» Work instructions:
1) In the account of the great pyramid's opening, what was the thickness of the wall that was dug through?
2) Continue the account of the opening of the great pyramid from its last sentence.

#### Passage ####

Then we are informed by one Arab that Caliph Abdal-la Mamoun, the opener of the great pyramid, was the son of Haroun-al Raschid, of the "Arabian Nights Entertainments," and the contemporary of Charlemagne.

That which appears probable is, that the Saracens began on the north side, as reported by tradition to have been that by which the Romans had once entered; but that, while the latter, and any other previous visitors, had been content with the descending passage to the subterranean chamber, the former were the first to penetrate by the gallery to the king's chamber. One of the Arab stories of the opening is thus related by Ibn Abd Al Hokm :

"After that Al-Mamon the caliph entered Egypt, and saw the pyramids. He desired to know what was written within, and therefore would have them opened. They told him it could not possibly be done. He replied, I will have it certainly done.' And that hole was opened for him, which stands open to this day, with fire and vinegar. Two smiths prepared and sharpened the iron and engines which they forced in; and there was a great expense in the opening of it. The thickness of the wall was found to be 20 cubits; and when they came to the end of the wall behind the place they had dug, there was a pot of green emeralds. In it were a thousand dinars very weighty; every dinar was an ounce of our ounces. They wondered at it, but knew not the meaning of it. Then Al-Mamon said, 'Cast up the accounts. How much has been spent in making the entrance?' They cast it up, and lo! it was

the same sum which they found; it neither exceeded, nor was

defective."

#### Data shown ####

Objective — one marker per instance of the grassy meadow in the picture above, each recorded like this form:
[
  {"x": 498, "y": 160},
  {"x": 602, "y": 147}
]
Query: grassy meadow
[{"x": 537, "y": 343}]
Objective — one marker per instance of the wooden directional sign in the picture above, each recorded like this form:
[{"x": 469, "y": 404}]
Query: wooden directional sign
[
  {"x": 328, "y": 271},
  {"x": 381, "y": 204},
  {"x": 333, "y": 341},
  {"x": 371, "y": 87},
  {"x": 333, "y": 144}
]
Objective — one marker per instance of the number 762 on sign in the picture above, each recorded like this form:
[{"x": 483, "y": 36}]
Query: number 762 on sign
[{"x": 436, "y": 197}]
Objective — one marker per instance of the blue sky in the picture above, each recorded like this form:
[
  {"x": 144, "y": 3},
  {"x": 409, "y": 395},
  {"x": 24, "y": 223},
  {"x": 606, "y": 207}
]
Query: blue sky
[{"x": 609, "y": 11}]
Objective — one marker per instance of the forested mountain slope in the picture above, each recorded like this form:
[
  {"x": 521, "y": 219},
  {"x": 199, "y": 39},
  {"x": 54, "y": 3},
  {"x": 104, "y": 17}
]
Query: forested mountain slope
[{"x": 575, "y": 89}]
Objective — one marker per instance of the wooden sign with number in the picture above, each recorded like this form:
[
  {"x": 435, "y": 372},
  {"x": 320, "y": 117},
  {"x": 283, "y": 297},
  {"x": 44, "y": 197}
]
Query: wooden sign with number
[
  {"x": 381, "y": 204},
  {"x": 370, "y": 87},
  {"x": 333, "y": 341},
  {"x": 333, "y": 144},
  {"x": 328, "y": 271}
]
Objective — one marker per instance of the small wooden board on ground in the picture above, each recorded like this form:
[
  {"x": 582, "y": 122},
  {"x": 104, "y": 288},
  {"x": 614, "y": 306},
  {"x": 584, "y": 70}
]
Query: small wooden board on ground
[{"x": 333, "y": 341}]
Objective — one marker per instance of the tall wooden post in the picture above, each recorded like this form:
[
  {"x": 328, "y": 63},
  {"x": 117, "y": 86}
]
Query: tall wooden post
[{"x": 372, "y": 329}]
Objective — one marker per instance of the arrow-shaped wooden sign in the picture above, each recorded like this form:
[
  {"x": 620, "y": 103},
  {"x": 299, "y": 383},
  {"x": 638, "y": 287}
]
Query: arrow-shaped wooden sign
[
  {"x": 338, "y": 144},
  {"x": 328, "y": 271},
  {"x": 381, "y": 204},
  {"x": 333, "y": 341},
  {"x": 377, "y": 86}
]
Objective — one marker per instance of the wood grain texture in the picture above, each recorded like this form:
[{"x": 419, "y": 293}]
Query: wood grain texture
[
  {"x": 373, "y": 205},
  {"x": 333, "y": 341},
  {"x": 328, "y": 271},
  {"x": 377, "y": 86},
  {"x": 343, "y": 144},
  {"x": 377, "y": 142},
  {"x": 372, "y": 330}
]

####

» Results by task:
1) 20 cubits.

2)
On the other hand, Macrizi declares that the Caliph Mamoun was only forty-nine days in Egypt altogether; a time utterly short of that required by the Arab stories. Denys, the old traveller of the twelfth century, would surely have mentioned some facts of the wonders of the interior, had they reached him at Cairo. He does narrate something; for, said he, "We looked in at an opening which was made in one of the edifices, and which is 50 cubits deep." His idea of a cubit may be seen from his giving the height of the pyramid 250 cubits, and the base 500. De Sacy is justified in saying that "he could not have neglected to make mention of a discovery so important, and which would have refuted completely the fable of the granaries of Joseph;" an opinion cherished at that period. He concludes that" the opening of the Great Pyramid is more ancient than the journey of Mamoun in Egypt."

Whoever forced an entrance failed to strike the right spot, though a way to the Descending Passage was obtained by the removal of obstructing stones. The present entrance is 47 feet above the base, and by the fifteenth or sixteenth step. One may ride up to it on the vast mass of rubbish in front. It is there the visitor is met by the sheik and his tribe, when a treaty is made as to charges for attendants. The standing tariff is about four shillings for each man, and two men are the minimum for a person, while a larger douceur is expected by the venerable chief.

When Sandys was there, in 1610, the difficulties of an entrance were greater than at present. It is now as it then was, "full of rubbidge." But we have no stories in this day of men going in, and coming up again some thirty miles off.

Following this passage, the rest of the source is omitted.